## Défi
Recopiez toutes les entrées ci-dessous à l'identique, sans rien y changer.
»»
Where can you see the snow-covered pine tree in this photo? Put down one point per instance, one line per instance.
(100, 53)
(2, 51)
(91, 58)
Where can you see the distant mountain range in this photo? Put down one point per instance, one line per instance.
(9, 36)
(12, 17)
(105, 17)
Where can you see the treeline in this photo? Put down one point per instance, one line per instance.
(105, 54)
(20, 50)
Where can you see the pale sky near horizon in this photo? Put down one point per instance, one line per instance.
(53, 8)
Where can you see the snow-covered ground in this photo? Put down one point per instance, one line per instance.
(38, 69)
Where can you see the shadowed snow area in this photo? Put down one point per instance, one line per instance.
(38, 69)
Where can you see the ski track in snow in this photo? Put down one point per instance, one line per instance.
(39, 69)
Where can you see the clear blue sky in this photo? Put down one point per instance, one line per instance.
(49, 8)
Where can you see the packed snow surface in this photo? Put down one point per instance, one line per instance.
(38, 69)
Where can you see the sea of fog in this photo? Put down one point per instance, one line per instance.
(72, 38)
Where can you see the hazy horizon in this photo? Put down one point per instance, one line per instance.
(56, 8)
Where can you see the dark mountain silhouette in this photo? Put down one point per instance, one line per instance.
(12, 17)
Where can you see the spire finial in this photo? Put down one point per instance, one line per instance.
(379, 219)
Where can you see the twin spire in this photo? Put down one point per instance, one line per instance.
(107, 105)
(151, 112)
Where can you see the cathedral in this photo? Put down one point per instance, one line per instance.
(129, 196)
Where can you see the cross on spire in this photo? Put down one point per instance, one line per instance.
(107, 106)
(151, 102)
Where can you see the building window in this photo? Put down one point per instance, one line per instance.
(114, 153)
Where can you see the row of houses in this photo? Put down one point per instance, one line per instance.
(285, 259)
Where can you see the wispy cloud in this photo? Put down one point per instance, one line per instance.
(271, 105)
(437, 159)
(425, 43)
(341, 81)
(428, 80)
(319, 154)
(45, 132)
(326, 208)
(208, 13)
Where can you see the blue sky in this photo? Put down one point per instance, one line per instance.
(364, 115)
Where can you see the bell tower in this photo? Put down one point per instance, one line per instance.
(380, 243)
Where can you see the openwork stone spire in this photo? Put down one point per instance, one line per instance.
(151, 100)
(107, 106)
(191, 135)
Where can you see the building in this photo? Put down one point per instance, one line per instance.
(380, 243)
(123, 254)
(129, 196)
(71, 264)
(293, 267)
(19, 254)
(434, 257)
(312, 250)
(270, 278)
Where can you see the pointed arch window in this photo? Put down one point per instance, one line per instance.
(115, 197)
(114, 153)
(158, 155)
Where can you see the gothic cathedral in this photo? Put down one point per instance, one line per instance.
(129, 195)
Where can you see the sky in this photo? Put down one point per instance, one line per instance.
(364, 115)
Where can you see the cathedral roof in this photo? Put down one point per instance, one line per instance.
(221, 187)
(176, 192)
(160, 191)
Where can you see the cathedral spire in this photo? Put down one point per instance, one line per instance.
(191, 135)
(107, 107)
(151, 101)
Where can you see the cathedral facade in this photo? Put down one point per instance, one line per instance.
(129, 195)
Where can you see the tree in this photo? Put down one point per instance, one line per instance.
««
## Bonne réponse
Where can you see the snow-covered pine tree in this photo? Put down one point per instance, one line per instance.
(100, 53)
(2, 51)
(91, 58)
Where can you see the distant mountain range in this photo? Put down one point per instance, one line per instance.
(9, 36)
(12, 17)
(105, 17)
Where can you see the treeline in this photo? Put down one point per instance, one line per instance.
(105, 54)
(20, 50)
Where can you see the pale sky near horizon in this photo? Put down one point per instance, one line per instance.
(53, 8)
Where can you see the snow-covered ground in this photo? Put down one point per instance, one line per instance.
(38, 69)
Where can you see the shadowed snow area in this photo? Put down one point per instance, one line per instance.
(38, 69)
Where can you see the ski track in snow in this photo? Put down one point per instance, one line per instance.
(39, 69)
Where can you see the clear blue sky in this photo? Put down one point per instance, one line per instance.
(49, 8)
Where can you see the packed snow surface in this photo? Put down one point per instance, one line per instance.
(38, 69)
Where can you see the sea of fog in this photo? Put down one point per instance, one line per instance.
(72, 38)
Where can you see the hazy horizon in this photo? Put down one point per instance, one line per instance.
(56, 8)
Where can you see the dark mountain silhouette in this photo? Put down one point per instance, one line per instance.
(12, 17)
Where can you see the spire finial in this photo? Put down one point per instance, one line per instance.
(379, 219)
Where can you see the twin spire in this photo? Put down one point per instance, one line per instance.
(107, 105)
(151, 112)
Where can you see the cathedral in this photo? Put down one point per instance, one line per instance.
(129, 196)
Where can you see the cross on spire in this photo? Put down one point per instance, one line per instance.
(107, 106)
(151, 102)
Where can you see the building window in this photo? Put down one point per instance, one line per instance.
(114, 153)
Where can you see the row of houses in this photo? Put down one point per instance, one line per instance.
(285, 259)
Where can you see the wispy cloud in this photo? Put down one point per instance, one line per instance.
(271, 105)
(437, 159)
(425, 43)
(341, 81)
(428, 80)
(319, 154)
(45, 132)
(326, 208)
(208, 13)
Where can you see the blue sky in this photo? Put down one point per instance, one line per instance.
(364, 115)
Where can you see the bell tower in this photo? Put down one point per instance, one line per instance.
(380, 243)
Where can you see the openwork stone spire in this photo? Put down one point per instance, one line per instance.
(151, 100)
(107, 106)
(191, 135)
Where can you see the building in this photo? Put down one point per instance, one line per instance.
(380, 243)
(123, 254)
(129, 196)
(71, 264)
(293, 267)
(19, 254)
(434, 257)
(312, 250)
(270, 278)
Where can you see the pointed arch window in this photo? Put down one point per instance, one line per instance.
(115, 197)
(114, 153)
(158, 155)
Where can you see the gothic cathedral in this photo? Put down one point per instance, one line per instance.
(129, 195)
Where can you see the sky in this photo? Put down one point per instance, one line per instance.
(364, 115)
Where can you see the cathedral roof in this photo? Put down one point per instance, one line per instance.
(221, 187)
(176, 192)
(160, 191)
Where can you see the cathedral spire in this photo? Put down one point per instance, one line per instance.
(191, 135)
(107, 107)
(151, 101)
Where can you see the cathedral facade in this photo? Put down one point per instance, one line per instance.
(129, 195)
Where can you see the tree in this photo? Put down one point per instance, one line per instance.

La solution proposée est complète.